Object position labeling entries

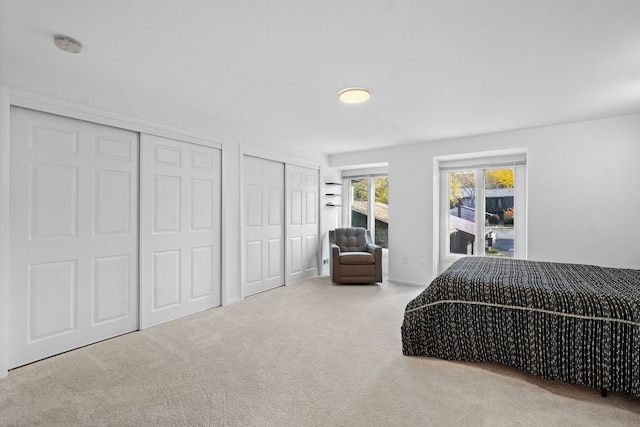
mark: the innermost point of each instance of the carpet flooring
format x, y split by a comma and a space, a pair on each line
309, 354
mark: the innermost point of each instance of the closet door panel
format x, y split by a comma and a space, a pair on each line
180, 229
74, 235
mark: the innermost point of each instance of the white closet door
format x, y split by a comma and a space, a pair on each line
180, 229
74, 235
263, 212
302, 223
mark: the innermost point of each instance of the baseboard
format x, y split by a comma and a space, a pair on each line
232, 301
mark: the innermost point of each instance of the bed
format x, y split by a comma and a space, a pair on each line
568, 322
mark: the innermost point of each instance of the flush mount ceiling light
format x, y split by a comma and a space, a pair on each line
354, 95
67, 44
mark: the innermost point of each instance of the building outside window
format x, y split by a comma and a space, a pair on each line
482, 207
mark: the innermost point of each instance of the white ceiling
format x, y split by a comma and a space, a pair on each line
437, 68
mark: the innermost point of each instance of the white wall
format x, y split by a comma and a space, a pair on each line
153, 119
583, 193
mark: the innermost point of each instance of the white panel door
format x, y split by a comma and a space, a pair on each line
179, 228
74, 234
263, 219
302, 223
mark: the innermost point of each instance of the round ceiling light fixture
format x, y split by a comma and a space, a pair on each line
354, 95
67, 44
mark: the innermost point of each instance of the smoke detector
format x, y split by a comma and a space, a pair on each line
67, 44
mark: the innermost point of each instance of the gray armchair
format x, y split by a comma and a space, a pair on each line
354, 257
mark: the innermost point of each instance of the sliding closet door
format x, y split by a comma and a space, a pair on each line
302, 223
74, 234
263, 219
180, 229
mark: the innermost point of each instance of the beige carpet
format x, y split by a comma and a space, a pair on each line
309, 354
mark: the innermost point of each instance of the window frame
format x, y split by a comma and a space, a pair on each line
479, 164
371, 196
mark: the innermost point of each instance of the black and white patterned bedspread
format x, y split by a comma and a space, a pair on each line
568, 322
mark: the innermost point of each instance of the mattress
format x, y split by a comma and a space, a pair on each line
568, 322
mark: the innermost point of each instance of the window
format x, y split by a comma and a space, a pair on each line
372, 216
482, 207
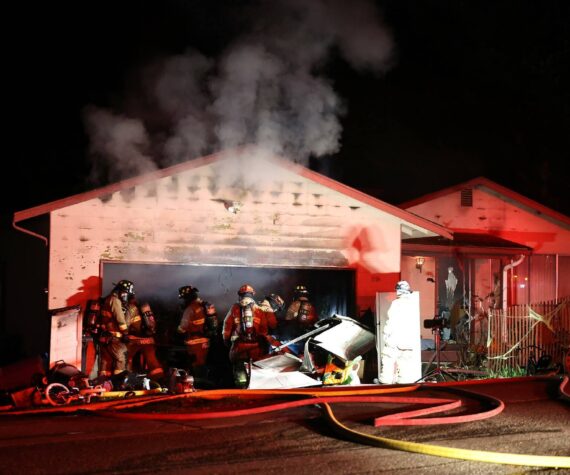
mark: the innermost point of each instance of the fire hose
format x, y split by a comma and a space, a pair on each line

◆ Work instructions
Format all of the lines above as a numbered list, omitting blank lines and leaving the pictures out.

◆ Solution to the problem
1. mark: the innermost point of each instance of the carpet flooring
2. format x, y split by a comma and a space, a pair on each line
3. 309, 354
4. mark: the innermost point of each instance of the closet door panel
5. format x, y split by a comma and a space, a pair on each line
6. 180, 229
7. 74, 235
8. mark: the innermost point of each instance of the white closet door
9. format x, y split by a comma and a space, a pair on each line
10. 180, 229
11. 74, 235
12. 263, 212
13. 302, 223
14. mark: the innermost point of each instance of the baseboard
15. format x, y split by a comma and a space, a pair on each line
16. 232, 301
17. mark: the innermost point of each instance of the bed
18. format x, y split by a comma and a space, a pair on each line
19. 568, 322
20. mark: the innermost point of each instance of the flush mount ceiling light
21. format x, y split by a comma and a space, a pair on each line
22. 354, 95
23. 67, 44
24. mark: the innermost point of each instance of the building outside window
25. format x, y split by a comma and a space, a pair on each line
26. 482, 207
27. mark: the innermost point of each instance of the white ceiling
28. format x, y split by a comma and a space, a pair on each line
29. 437, 68
30. mark: the innermost point of each instance of the white wall
31. format x, y split by a comma and a space, a pair on each line
32. 153, 119
33. 583, 193
34. mark: the innermost point of each instance of the white panel door
35. format x, y split by a comma and a space, a pair on each line
36. 179, 228
37. 74, 234
38. 263, 219
39. 302, 223
40. mark: the innermost point of each instance of the round ceiling light fixture
41. format x, y split by a comma and a space, a pair on each line
42. 354, 95
43. 67, 44
44. mark: the innermost point of each instance of the smoke detector
45. format x, y split by a comma and a space, a pair on each line
46. 67, 44
47. mark: the innermost point of each instance of the gray armchair
48. format x, y split by a comma and a space, a pair on each line
49. 354, 257
50. mark: the innermost point of each instance of the sliding closet door
51. format x, y split by a comma and a space, a pair on each line
52. 302, 223
53. 74, 234
54. 263, 219
55. 180, 229
56. mark: the innermost point of each instance of the beige carpet
57. format x, y split by a comma and a space, a pair on each line
58. 309, 354
59. mark: the innermost point of each instance of the window frame
60. format x, y split by a comma and a space, a pair on each line
61. 479, 164
62. 371, 196
63. mark: the innermost point of each instance of the black and white patterned bedspread
64. format x, y split by a comma and a space, a pair on each line
65. 568, 322
66. mark: the innermost point of each instance of the mattress
67. format x, y split by a comma and a space, a pair on each line
68. 568, 322
69. mark: the innermost point of each instance of the window
70. format x, y split by a comma and a space, a pair on each line
71. 372, 216
72. 482, 207
73. mark: the innermost point of each instance of the fire hose
74. format x, y split by a comma and a space, a pair on each line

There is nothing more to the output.